*** Opening RECORDS SHOWN ***
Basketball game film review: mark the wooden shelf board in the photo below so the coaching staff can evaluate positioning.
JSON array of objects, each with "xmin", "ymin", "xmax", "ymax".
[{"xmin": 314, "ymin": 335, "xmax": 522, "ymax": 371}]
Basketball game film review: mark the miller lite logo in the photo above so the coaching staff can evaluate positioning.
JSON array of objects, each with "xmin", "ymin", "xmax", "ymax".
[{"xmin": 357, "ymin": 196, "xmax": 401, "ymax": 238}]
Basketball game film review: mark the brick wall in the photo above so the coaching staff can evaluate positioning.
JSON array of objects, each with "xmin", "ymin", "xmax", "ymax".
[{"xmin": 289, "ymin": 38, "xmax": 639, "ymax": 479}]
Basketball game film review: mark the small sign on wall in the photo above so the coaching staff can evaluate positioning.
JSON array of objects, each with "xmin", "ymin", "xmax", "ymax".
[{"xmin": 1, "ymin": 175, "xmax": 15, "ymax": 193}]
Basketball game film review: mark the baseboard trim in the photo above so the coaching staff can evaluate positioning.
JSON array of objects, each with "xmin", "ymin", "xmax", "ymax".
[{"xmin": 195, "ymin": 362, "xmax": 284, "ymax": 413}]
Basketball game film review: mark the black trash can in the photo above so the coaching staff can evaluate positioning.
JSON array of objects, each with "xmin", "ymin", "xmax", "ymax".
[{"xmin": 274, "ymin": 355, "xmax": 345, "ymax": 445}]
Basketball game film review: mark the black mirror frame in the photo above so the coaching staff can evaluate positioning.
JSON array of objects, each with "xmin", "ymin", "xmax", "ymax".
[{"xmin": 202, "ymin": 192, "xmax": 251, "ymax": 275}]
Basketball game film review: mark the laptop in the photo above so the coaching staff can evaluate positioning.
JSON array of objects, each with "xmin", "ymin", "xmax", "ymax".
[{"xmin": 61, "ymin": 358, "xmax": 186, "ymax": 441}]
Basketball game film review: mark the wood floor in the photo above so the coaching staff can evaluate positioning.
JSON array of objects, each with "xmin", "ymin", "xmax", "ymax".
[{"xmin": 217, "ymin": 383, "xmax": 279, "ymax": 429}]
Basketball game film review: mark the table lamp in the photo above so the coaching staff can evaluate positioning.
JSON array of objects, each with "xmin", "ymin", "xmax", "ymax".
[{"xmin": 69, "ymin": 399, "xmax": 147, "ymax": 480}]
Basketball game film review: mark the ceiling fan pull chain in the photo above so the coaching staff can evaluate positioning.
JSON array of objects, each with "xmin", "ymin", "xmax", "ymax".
*** Closing RECORDS SHOWN ***
Counting only lines that hold the string "black", how many are there in the listing above? Give that number by itself.

### WRITTEN ANSWER:
2